*Job*: Restate all of the data exactly.

# start of Input

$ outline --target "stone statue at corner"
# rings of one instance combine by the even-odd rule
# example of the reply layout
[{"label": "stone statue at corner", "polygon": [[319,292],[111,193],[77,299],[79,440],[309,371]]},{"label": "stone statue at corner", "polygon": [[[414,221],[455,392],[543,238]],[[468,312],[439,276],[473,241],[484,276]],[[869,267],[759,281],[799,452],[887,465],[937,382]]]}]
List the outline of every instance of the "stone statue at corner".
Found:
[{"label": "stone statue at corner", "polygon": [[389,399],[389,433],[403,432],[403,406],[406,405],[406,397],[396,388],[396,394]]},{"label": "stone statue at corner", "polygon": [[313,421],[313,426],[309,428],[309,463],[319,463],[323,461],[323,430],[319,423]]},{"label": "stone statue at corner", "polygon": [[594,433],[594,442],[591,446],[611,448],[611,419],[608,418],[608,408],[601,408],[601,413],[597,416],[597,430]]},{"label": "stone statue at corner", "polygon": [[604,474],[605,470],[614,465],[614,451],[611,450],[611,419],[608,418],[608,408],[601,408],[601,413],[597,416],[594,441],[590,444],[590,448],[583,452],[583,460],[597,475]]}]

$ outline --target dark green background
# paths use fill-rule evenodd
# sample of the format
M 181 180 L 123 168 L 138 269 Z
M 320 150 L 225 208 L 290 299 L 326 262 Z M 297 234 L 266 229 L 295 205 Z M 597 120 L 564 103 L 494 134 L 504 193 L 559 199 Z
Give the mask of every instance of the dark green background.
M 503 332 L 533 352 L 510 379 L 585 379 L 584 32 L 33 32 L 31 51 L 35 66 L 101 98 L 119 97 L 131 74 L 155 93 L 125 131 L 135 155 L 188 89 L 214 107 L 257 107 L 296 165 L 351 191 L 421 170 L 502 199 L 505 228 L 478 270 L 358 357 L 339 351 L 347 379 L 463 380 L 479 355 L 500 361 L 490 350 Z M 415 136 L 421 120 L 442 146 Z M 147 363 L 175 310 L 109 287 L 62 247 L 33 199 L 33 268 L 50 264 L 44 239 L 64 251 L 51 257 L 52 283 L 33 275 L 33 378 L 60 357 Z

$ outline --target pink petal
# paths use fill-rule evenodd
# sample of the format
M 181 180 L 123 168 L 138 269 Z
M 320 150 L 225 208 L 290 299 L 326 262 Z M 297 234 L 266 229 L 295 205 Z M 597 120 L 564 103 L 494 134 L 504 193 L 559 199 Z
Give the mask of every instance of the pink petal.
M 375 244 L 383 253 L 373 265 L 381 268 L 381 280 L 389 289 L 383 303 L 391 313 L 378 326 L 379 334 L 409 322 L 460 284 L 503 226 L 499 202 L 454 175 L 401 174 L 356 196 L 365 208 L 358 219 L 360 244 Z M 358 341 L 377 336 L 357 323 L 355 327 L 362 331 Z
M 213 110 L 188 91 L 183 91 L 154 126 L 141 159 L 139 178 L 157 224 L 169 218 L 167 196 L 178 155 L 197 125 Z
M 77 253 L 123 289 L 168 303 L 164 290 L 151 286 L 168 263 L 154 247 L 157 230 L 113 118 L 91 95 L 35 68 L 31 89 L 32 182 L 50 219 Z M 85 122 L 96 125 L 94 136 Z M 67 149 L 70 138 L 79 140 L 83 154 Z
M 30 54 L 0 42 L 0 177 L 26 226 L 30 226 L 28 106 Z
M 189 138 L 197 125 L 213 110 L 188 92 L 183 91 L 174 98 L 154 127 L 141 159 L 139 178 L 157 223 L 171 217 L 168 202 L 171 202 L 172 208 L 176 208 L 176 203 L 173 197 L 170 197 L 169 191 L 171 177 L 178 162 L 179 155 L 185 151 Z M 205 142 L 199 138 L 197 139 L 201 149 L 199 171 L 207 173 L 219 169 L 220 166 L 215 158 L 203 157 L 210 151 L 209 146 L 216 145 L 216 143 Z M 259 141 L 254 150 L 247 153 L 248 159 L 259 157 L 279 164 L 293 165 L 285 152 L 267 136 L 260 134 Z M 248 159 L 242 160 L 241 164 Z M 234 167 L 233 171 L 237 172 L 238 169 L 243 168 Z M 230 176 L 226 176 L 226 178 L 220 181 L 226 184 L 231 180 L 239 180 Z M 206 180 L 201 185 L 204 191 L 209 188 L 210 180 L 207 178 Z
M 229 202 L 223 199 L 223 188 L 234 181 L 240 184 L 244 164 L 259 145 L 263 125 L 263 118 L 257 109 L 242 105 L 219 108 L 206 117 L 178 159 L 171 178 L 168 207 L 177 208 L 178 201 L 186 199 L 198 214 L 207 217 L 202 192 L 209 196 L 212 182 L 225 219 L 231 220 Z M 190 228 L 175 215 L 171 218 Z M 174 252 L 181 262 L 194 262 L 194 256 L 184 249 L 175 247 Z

# end of Input

*Response to this exercise*:
$ outline --target "stone statue at corner"
# rings of one instance combine by the even-odd rule
# example of the reply layout
[{"label": "stone statue at corner", "polygon": [[319,292],[111,193],[77,299],[79,440],[309,371]]},{"label": "stone statue at corner", "polygon": [[[414,221],[455,392],[543,238]],[[468,312],[439,276],[473,241],[484,276]],[[869,267],[759,281],[799,452],[887,465],[937,382]]]}]
List the outline of every instance of the "stone statue at corner".
Found:
[{"label": "stone statue at corner", "polygon": [[389,399],[389,433],[403,432],[403,406],[406,405],[406,397],[396,388],[396,394]]},{"label": "stone statue at corner", "polygon": [[313,421],[313,426],[309,428],[309,463],[319,463],[323,461],[323,430],[319,423]]},{"label": "stone statue at corner", "polygon": [[594,433],[594,442],[591,446],[611,448],[611,419],[608,418],[608,408],[601,408],[601,413],[597,416],[597,430]]},{"label": "stone statue at corner", "polygon": [[604,474],[605,470],[614,465],[614,451],[611,450],[611,419],[608,418],[608,408],[601,408],[601,413],[597,416],[594,441],[590,444],[590,448],[583,452],[583,460],[597,475]]}]

$ outline --target dark green background
# paths use fill-rule evenodd
# sample of the format
M 181 180 L 123 168 L 138 269 Z
M 320 150 L 225 208 L 290 299 L 326 262 Z M 297 234 L 266 229 L 295 205 Z M 597 120 L 564 103 L 494 134 L 504 193 L 559 199 Z
Give the mask of every instance of the dark green background.
M 503 332 L 533 352 L 510 379 L 585 379 L 584 32 L 33 32 L 31 51 L 35 66 L 101 98 L 119 97 L 131 74 L 155 93 L 125 131 L 135 155 L 188 89 L 214 107 L 257 107 L 296 165 L 351 191 L 421 170 L 502 199 L 505 228 L 478 270 L 358 357 L 339 351 L 347 379 L 463 380 L 479 355 L 500 361 L 490 350 Z M 415 136 L 421 120 L 442 146 Z M 147 363 L 175 310 L 109 287 L 62 247 L 33 199 L 33 268 L 50 264 L 44 239 L 64 251 L 51 257 L 52 283 L 33 275 L 33 378 L 60 357 Z

$ outline --target pink petal
# paths use fill-rule evenodd
# sample of the format
M 181 180 L 123 168 L 138 269 Z
M 320 150 L 225 208 L 290 299 L 326 262 Z M 297 234 L 266 229 L 295 205 Z M 597 120 L 564 103 L 494 134 L 504 193 L 559 199 Z
Give the mask of every instance of the pink petal.
M 375 244 L 383 253 L 373 265 L 381 268 L 381 280 L 389 289 L 383 303 L 391 313 L 378 326 L 379 334 L 409 322 L 460 284 L 503 226 L 499 202 L 454 175 L 401 174 L 356 196 L 365 208 L 358 219 L 360 244 Z M 358 341 L 377 336 L 357 323 L 355 327 L 362 331 Z
M 213 110 L 188 91 L 183 91 L 154 126 L 141 159 L 139 178 L 157 224 L 169 218 L 167 196 L 178 155 L 197 125 Z
M 77 253 L 123 289 L 168 303 L 164 290 L 151 286 L 168 263 L 154 247 L 157 230 L 113 118 L 91 95 L 35 68 L 31 89 L 32 182 L 50 219 Z M 85 122 L 96 125 L 94 136 Z M 67 149 L 70 138 L 79 140 L 83 154 Z
M 30 54 L 0 42 L 0 177 L 26 226 L 30 226 L 28 106 Z
M 189 138 L 197 125 L 213 110 L 188 92 L 183 91 L 174 98 L 154 127 L 141 159 L 139 178 L 157 223 L 171 217 L 168 202 L 171 202 L 172 208 L 176 208 L 176 203 L 173 197 L 170 197 L 169 191 L 171 177 L 178 162 L 179 155 L 185 151 Z M 205 142 L 199 138 L 197 139 L 201 149 L 199 171 L 207 173 L 219 169 L 220 166 L 215 158 L 203 157 L 210 151 L 209 146 L 216 145 L 216 143 Z M 259 141 L 254 150 L 247 153 L 248 159 L 259 157 L 279 164 L 293 165 L 285 152 L 267 136 L 260 134 Z M 248 159 L 242 160 L 241 164 Z M 234 167 L 233 171 L 237 172 L 238 169 L 243 168 Z M 230 176 L 226 176 L 226 178 L 220 181 L 226 184 L 231 180 L 239 180 Z M 206 180 L 201 185 L 204 191 L 209 188 L 210 180 L 207 178 Z
M 229 202 L 223 199 L 223 188 L 234 181 L 240 184 L 244 164 L 259 145 L 263 125 L 263 118 L 257 109 L 242 105 L 219 108 L 206 117 L 178 159 L 171 178 L 168 207 L 177 208 L 178 201 L 186 199 L 198 214 L 207 217 L 202 192 L 209 196 L 212 182 L 225 219 L 231 220 Z M 190 228 L 175 215 L 171 218 Z M 174 252 L 181 262 L 194 262 L 194 256 L 184 249 L 175 247 Z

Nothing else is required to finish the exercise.